Your task is to copy every line of this material exactly.

** start of Records supplied **

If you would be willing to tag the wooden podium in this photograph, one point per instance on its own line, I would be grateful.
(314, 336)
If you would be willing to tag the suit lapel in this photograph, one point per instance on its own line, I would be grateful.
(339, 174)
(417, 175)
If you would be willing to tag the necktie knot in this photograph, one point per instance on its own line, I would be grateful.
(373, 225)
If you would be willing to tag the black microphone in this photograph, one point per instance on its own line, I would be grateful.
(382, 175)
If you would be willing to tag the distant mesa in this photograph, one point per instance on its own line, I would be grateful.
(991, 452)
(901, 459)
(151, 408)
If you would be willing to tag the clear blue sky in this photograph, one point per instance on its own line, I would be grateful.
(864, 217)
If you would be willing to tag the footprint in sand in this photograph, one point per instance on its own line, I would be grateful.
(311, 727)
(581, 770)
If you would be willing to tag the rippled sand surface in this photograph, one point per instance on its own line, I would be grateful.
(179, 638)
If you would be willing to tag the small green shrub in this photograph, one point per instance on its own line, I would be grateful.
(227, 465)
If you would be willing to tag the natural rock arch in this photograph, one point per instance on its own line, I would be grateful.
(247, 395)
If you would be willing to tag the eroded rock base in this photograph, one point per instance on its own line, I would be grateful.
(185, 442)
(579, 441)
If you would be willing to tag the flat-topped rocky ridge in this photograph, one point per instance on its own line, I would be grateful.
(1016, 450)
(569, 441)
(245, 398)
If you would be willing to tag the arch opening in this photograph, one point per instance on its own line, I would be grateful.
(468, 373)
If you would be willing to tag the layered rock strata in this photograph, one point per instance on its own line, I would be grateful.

** end of Records supplied **

(The completed task):
If you would be willing to tag the wooden podium in this photograph, one point per instance on its own line, I would be grateful.
(314, 336)
If you would be willing to tag the suit lapel in this photograph, one point per instance on its own line, I would be grateful.
(339, 174)
(417, 175)
If you would be willing to tag the necktie knot in this photograph, one point per instance on its own line, I would be grateful.
(373, 225)
If you would be willing to tag the black microphone in this photograph, one point per instance on its own line, I would be grateful.
(382, 175)
If you would be willing to tag the distant mesa in this photograph, one point per instance on its own line, I would be grateful.
(991, 452)
(901, 459)
(151, 408)
If you would be willing to tag the clear blue sky in this photograph, one point per instance on its own line, I would be grateful.
(864, 217)
If you would be willing to tag the footprint in sand in this photograph, one point per instance on its own line, I would be grateful.
(311, 727)
(581, 770)
If you would be willing to tag the rippled sand surface in this photograph, one point per instance on its own line, I would be grateful.
(179, 638)
If you would be willing to tag the small green shrub in this photograph, one point per instance on its own line, I would be grateful.
(227, 465)
If you would be willing to tag the natural rock arch in this photograph, one point per instance on its own line, I would be grateful.
(247, 395)
If you would be willing to tag the eroded rock base in this photograph, one point per instance on its own line, I would be grateful.
(185, 442)
(579, 441)
If you would be willing to tag the flat-topped rocky ridge in this photograph, one point per instance on its own line, I would be grateful.
(1016, 450)
(569, 441)
(245, 398)
If you would be willing to tag the arch opening in this photograph, one point per instance on its own line, I would be grateful.
(468, 373)
If you would be willing to tag the layered rock strata in this photograph, one point per instance on its own line, I would be grateful.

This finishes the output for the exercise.